(Excerpted records begins)

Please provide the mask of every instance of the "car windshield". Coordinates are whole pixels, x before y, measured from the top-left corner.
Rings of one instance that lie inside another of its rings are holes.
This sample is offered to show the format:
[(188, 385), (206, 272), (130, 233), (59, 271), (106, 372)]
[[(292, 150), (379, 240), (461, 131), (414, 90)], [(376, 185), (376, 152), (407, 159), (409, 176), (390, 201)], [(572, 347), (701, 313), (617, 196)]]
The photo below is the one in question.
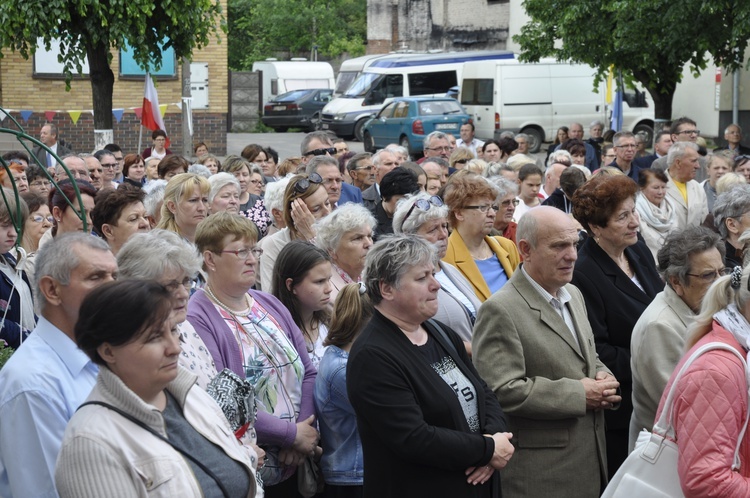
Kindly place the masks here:
[(421, 116), (435, 116), (440, 114), (462, 114), (458, 101), (456, 100), (435, 100), (430, 102), (419, 103), (419, 114)]
[(362, 73), (359, 75), (359, 78), (354, 80), (354, 83), (352, 83), (344, 96), (352, 98), (364, 97), (384, 77), (384, 74)]
[(278, 97), (276, 97), (274, 100), (276, 102), (294, 102), (297, 99), (301, 99), (305, 95), (307, 95), (310, 92), (310, 90), (294, 90), (292, 92), (286, 92), (282, 93)]
[(347, 91), (352, 84), (352, 81), (357, 77), (357, 71), (341, 71), (339, 77), (336, 80), (335, 93), (340, 95)]

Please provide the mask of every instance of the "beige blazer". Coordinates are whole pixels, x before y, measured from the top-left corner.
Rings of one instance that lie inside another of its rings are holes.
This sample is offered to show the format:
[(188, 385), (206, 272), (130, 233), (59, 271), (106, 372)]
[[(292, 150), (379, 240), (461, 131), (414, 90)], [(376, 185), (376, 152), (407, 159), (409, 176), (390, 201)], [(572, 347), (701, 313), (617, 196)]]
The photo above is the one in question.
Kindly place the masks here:
[(695, 180), (687, 182), (687, 203), (682, 197), (677, 186), (666, 171), (669, 183), (667, 183), (667, 196), (672, 200), (674, 207), (677, 229), (687, 227), (698, 227), (703, 224), (703, 220), (708, 216), (708, 201), (706, 200), (706, 191), (701, 184)]
[(607, 480), (604, 414), (586, 410), (580, 379), (609, 370), (596, 354), (580, 291), (565, 288), (580, 347), (520, 269), (479, 309), (473, 361), (507, 414), (516, 447), (502, 471), (503, 496), (596, 498)]

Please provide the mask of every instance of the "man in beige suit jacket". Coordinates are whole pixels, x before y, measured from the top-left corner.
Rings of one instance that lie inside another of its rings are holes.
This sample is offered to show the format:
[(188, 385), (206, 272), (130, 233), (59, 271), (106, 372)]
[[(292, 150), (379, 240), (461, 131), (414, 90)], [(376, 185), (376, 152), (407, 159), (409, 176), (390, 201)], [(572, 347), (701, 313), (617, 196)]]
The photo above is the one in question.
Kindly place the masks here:
[(667, 154), (667, 196), (672, 200), (677, 229), (698, 227), (708, 216), (706, 191), (695, 181), (700, 168), (698, 146), (693, 142), (677, 142)]
[(517, 240), (523, 265), (482, 304), (472, 339), (477, 370), (514, 434), (503, 496), (595, 498), (607, 482), (601, 410), (621, 398), (569, 283), (576, 224), (542, 206), (521, 218)]

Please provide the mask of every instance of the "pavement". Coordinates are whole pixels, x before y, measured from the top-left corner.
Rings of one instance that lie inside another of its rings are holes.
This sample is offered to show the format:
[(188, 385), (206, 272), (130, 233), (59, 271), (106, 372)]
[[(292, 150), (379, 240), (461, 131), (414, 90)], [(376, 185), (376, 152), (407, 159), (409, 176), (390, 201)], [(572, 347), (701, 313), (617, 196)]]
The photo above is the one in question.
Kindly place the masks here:
[[(299, 146), (306, 133), (227, 133), (227, 154), (240, 155), (242, 149), (250, 144), (271, 147), (279, 153), (279, 158), (299, 156)], [(349, 150), (364, 152), (362, 142), (346, 142)]]

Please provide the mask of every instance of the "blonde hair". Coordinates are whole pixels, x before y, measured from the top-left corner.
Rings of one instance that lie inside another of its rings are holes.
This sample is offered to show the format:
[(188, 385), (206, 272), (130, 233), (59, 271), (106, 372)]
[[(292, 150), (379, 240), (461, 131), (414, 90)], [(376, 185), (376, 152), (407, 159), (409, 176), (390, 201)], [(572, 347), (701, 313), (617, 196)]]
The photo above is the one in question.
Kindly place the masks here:
[(201, 194), (208, 196), (211, 192), (211, 184), (208, 180), (195, 173), (180, 173), (173, 176), (164, 190), (164, 202), (161, 205), (161, 219), (156, 228), (169, 230), (180, 234), (180, 227), (177, 226), (177, 220), (172, 211), (169, 210), (170, 201), (179, 204), (193, 194), (195, 187), (199, 187)]
[(721, 195), (728, 190), (732, 190), (732, 187), (734, 187), (735, 185), (742, 185), (743, 183), (747, 183), (747, 178), (745, 178), (745, 175), (735, 173), (734, 171), (725, 173), (716, 182), (716, 195)]

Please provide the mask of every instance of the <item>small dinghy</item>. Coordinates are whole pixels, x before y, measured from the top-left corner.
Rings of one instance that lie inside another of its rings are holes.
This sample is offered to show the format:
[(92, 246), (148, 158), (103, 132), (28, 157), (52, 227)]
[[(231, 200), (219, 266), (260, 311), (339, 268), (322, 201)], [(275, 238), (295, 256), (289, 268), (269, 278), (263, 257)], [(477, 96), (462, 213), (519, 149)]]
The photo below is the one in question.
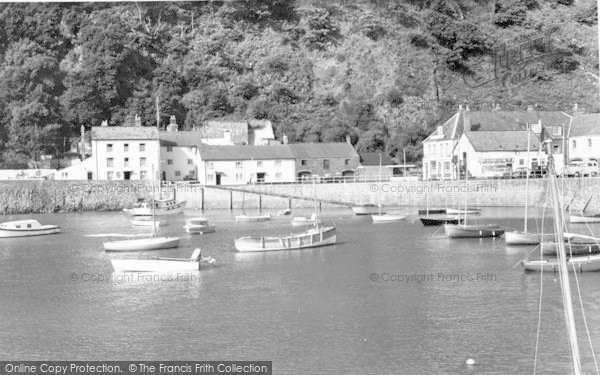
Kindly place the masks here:
[(291, 220), (292, 226), (300, 227), (303, 225), (318, 225), (321, 224), (321, 220), (317, 217), (317, 214), (313, 213), (310, 218), (306, 216), (296, 216)]
[(0, 224), (0, 238), (30, 237), (60, 232), (56, 225), (42, 225), (37, 220), (7, 221)]
[(271, 214), (267, 215), (257, 215), (257, 216), (249, 216), (249, 215), (238, 215), (235, 217), (235, 221), (241, 222), (257, 222), (257, 221), (269, 221), (271, 220)]
[(189, 259), (112, 259), (110, 262), (115, 272), (195, 272), (202, 268), (202, 263), (214, 264), (215, 259), (202, 257), (201, 250), (195, 249)]
[(214, 232), (215, 226), (211, 225), (205, 217), (195, 217), (193, 219), (187, 219), (183, 229), (189, 234), (204, 234)]

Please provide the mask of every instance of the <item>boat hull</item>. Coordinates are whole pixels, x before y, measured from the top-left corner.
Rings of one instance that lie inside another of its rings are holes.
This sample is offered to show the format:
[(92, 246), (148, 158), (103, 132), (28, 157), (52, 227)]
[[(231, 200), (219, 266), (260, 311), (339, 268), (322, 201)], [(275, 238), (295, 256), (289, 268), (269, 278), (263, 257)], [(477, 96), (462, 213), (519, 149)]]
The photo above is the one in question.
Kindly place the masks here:
[[(521, 265), (529, 272), (553, 272), (559, 270), (558, 259), (549, 260), (522, 260)], [(595, 272), (600, 271), (600, 254), (588, 256), (574, 256), (567, 259), (569, 272)]]
[(0, 229), (0, 238), (33, 237), (60, 233), (60, 227), (54, 225), (46, 227), (36, 229)]
[[(551, 235), (548, 236), (548, 238), (550, 237)], [(504, 233), (504, 242), (507, 245), (537, 245), (542, 242), (542, 235), (540, 233), (511, 231)]]
[(395, 221), (402, 221), (402, 220), (405, 220), (407, 217), (408, 217), (408, 215), (384, 215), (384, 214), (371, 216), (374, 223), (390, 223), (390, 222), (395, 222)]
[(215, 231), (213, 225), (184, 225), (183, 229), (185, 229), (188, 234), (205, 234), (213, 233)]
[(352, 212), (354, 212), (355, 215), (373, 215), (379, 213), (379, 207), (375, 205), (353, 206)]
[[(168, 216), (180, 214), (185, 210), (185, 204), (186, 201), (181, 201), (169, 207), (156, 208), (154, 211), (154, 216)], [(123, 211), (131, 216), (152, 216), (152, 207), (124, 208)]]
[(235, 217), (235, 221), (241, 222), (257, 222), (257, 221), (269, 221), (271, 220), (271, 215), (261, 215), (261, 216), (248, 216), (248, 215), (238, 215)]
[[(304, 220), (302, 220), (302, 219), (304, 219)], [(292, 223), (293, 227), (301, 227), (301, 226), (305, 226), (305, 225), (317, 225), (317, 224), (321, 224), (321, 220), (311, 220), (311, 219), (307, 219), (305, 217), (294, 218), (290, 222)]]
[(478, 214), (481, 213), (481, 209), (479, 208), (469, 208), (466, 211), (465, 210), (460, 210), (460, 209), (456, 209), (456, 208), (447, 208), (446, 209), (446, 214), (447, 215), (464, 215), (464, 214)]
[(504, 228), (497, 225), (456, 225), (445, 224), (444, 230), (449, 238), (485, 238), (500, 237)]
[[(541, 248), (543, 255), (556, 256), (558, 246), (556, 246), (556, 242), (542, 242)], [(565, 251), (567, 256), (598, 254), (600, 253), (600, 244), (566, 243)]]
[(570, 223), (584, 224), (584, 223), (600, 223), (600, 214), (598, 215), (571, 215), (569, 217)]
[(336, 239), (335, 227), (327, 227), (284, 237), (242, 237), (235, 240), (235, 248), (240, 252), (298, 250), (334, 245)]
[(430, 218), (430, 217), (422, 217), (420, 218), (421, 223), (425, 226), (439, 226), (443, 224), (460, 224), (464, 221), (464, 219), (450, 219), (450, 218)]
[(201, 266), (190, 259), (112, 259), (115, 272), (195, 272)]
[(165, 223), (164, 221), (160, 221), (160, 220), (155, 220), (154, 222), (152, 220), (130, 220), (132, 225), (135, 225), (136, 227), (152, 227), (154, 225), (156, 225), (157, 227), (160, 226), (165, 226), (167, 223)]
[(440, 208), (440, 209), (430, 209), (430, 210), (419, 210), (419, 215), (436, 215), (436, 214), (445, 214), (446, 213), (446, 209), (445, 208)]
[(171, 249), (179, 246), (179, 237), (141, 238), (104, 242), (105, 251), (144, 251)]

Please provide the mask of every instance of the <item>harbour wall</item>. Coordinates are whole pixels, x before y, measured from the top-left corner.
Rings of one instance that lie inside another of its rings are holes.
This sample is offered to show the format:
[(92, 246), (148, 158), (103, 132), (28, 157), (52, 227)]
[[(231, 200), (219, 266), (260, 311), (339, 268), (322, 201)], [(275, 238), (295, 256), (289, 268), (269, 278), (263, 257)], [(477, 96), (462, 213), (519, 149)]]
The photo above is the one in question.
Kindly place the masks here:
[[(600, 178), (558, 180), (565, 204), (581, 209), (592, 197), (589, 211), (600, 211)], [(202, 187), (163, 187), (190, 209), (283, 209), (313, 207), (315, 199), (328, 206), (354, 204), (423, 208), (530, 206), (550, 204), (546, 179), (410, 181), (331, 184), (273, 184)], [(155, 188), (158, 191), (158, 188)], [(152, 187), (140, 181), (0, 181), (0, 214), (120, 210), (151, 196)]]

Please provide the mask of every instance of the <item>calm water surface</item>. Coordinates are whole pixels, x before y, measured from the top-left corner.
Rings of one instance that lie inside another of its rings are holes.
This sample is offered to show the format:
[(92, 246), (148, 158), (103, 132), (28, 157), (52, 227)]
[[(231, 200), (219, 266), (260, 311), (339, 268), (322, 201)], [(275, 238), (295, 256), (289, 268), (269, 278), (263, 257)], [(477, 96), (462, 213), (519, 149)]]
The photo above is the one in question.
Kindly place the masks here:
[[(516, 228), (521, 211), (487, 209), (477, 221)], [(142, 254), (103, 251), (109, 238), (103, 234), (147, 231), (131, 227), (121, 213), (35, 215), (63, 232), (0, 240), (0, 357), (271, 360), (275, 374), (533, 372), (541, 280), (513, 268), (531, 247), (507, 248), (502, 239), (449, 240), (418, 221), (374, 225), (369, 217), (336, 209), (323, 212), (325, 222), (338, 228), (335, 246), (238, 254), (235, 237), (298, 229), (289, 226), (290, 217), (238, 224), (235, 214), (186, 211), (169, 218), (160, 234), (183, 235), (185, 218), (198, 215), (213, 220), (218, 231), (184, 237), (175, 250)], [(541, 211), (533, 215), (539, 218)], [(530, 228), (539, 222), (532, 220)], [(551, 223), (545, 227), (550, 231)], [(594, 230), (600, 233), (600, 227)], [(112, 273), (113, 257), (189, 257), (198, 246), (218, 266), (187, 280), (124, 280)], [(383, 280), (391, 275), (414, 276)], [(463, 281), (445, 280), (453, 275)], [(543, 276), (538, 373), (544, 374), (569, 372), (555, 279)], [(598, 352), (600, 274), (578, 280)], [(576, 313), (590, 372), (577, 306)], [(468, 358), (474, 367), (465, 366)]]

(Excerpted records ends)

If a line in the records above has the word "beige", copy it.

Answer below
Please provide the mask of every instance of the "beige blazer". Coordinates are whole pixels, x before y, measured from the top-left corner.
Please provide the mask of every instance of the "man in beige suit jacket". Coordinates are whole pixels, x before y, measured from the top-left corner.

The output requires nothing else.